[READING PASSAGE — start]

Dec 13, 2010 16:28
Recently I have managed to have several online and real-life associations implode. I could sit here and blame it on Mercury in Retrograde or something else but I really can only blame myself for some of my recent interpersonal relationship FAIL. Although, I regret that things came to such an emotional explosive head I find myself almost thankful because it made me realize something I hadn't really noticed until now. I've been spending far too much time being envious and upset about the things I see others have that I have lost all sense of perspective on the things I do have. As I said to someone today, I need to start focusing on the things I do have rather than the things I don’t and focus on the things I can control rather than obsessing over the things I cannot control.
When I was in therapy this issue of emotional jealousy never really arose. My frustrations about my romantic relationships and at times my interpersonal relationships with others came up. I have come to realize that since my marriage ended I have been especially sensitive to rejection. I have had a very negative attitude when it comes to finding affection, dating relationships, and love. I have felt as though I am being punished for my negative behavior and hurt I caused my ex-spouse. I have stated repeatedly that I’m going to be alone for the rest of my life that I will never find love again or have a relationship (almost like a mantra). I have no optimism because how things have been since the marriage ended. Add in my relationship with my father (i.e. daddy issues) and it is a nasty mix of constant rejection, feeling unloved, and just flat out not good enough for anyone. I have felt as though my negative view points have been reinforced. I have been waiting for a positive experience to give me a glimmer of hope but I’m still constantly disappointed. *sigh* I have gotten myself so wrapped up in how crappy this makes me feel that I have started to find myself intolerant of others who certain things in their lives while I don’t.
It doesn’t make sense, it isn’t logically, and it certainly isn’t fair to those who have done nothing to me to deserve my verbal and emotional lashings.

[READING PASSAGE — finish]
[PROVIDED MATERIAL — start]

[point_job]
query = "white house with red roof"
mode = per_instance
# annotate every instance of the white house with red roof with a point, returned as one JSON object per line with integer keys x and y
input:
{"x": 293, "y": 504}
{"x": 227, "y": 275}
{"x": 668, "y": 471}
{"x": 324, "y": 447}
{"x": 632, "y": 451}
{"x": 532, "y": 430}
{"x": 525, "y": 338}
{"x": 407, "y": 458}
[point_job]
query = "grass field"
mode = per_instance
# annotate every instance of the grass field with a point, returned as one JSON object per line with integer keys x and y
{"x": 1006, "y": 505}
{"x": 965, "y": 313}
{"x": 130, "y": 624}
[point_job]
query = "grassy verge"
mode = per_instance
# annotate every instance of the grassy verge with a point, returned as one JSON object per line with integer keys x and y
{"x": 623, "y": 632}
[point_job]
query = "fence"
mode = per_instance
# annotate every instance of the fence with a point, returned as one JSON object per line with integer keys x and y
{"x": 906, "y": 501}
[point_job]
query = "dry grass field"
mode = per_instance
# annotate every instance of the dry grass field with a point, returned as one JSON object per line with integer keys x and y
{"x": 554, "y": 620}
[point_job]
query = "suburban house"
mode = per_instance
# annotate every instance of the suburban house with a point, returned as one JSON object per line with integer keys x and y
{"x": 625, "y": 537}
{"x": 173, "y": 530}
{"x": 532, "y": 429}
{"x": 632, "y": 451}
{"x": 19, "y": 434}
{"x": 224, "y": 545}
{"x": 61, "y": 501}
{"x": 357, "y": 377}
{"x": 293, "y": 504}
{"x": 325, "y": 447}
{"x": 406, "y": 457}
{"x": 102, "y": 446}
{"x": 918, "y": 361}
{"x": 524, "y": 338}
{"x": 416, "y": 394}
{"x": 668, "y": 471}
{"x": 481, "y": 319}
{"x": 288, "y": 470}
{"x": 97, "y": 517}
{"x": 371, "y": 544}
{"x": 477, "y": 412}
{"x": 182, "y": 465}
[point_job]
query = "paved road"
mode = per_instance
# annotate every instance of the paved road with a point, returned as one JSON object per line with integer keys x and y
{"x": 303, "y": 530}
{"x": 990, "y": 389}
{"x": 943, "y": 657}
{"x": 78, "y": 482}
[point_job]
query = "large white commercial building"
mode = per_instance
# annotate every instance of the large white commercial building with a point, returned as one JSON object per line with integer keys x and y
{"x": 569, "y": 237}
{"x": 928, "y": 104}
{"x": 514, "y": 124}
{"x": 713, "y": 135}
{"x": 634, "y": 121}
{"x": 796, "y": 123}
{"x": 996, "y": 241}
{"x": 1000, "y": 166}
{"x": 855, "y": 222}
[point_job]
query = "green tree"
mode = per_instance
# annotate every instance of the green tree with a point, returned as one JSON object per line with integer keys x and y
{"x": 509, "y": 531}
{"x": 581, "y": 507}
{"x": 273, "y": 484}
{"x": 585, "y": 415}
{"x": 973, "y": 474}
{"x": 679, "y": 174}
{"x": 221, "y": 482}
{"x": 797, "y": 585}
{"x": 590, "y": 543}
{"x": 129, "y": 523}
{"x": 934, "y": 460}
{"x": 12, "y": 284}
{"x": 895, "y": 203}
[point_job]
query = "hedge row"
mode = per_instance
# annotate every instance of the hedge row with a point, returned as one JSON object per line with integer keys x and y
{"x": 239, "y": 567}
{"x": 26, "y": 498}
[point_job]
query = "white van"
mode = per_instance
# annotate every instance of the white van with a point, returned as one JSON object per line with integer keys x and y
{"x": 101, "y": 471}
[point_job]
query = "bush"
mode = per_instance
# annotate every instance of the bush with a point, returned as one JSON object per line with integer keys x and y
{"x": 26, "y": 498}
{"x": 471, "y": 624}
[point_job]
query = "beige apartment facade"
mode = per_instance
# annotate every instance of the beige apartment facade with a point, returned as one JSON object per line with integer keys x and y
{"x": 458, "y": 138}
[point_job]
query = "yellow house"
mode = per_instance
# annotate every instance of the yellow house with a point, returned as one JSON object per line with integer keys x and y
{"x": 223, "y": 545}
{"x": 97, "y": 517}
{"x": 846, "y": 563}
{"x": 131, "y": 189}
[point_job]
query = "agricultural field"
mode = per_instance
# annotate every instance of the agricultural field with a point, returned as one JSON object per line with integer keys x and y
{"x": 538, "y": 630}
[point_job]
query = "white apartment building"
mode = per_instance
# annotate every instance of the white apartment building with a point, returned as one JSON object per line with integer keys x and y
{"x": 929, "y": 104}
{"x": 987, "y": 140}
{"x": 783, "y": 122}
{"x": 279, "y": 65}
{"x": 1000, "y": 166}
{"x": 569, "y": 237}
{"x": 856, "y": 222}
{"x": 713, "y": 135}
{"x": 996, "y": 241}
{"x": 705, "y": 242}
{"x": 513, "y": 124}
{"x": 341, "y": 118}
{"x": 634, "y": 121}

[PROVIDED MATERIAL — finish]

## WORK TASK A
According to the blog entry, since what event has the writer been especially sensitive to rejection?
## WORK TASK B
Duplicate the part of the blog entry that opens with the words containing "Dec 13, 2010" and closes with "I cannot control.".
Work only from the blog entry, not from the data.

## WRITTEN ANSWER A
Since the writer's marriage ended.

## WRITTEN ANSWER B
Dec 13, 2010 16:28
Recently I have managed to have several online and real-life associations implode. I could sit here and blame it on Mercury in Retrograde or something else but I really can only blame myself for some of my recent interpersonal relationship FAIL. Although, I regret that things came to such an emotional explosive head I find myself almost thankful because it made me realize something I hadn't really noticed until now. I've been spending far too much time being envious and upset about the things I see others have that I have lost all sense of perspective on the things I do have. As I said to someone today, I need to start focusing on the things I do have rather than the things I don’t and focus on the things I can control rather than obsessing over the things I cannot control.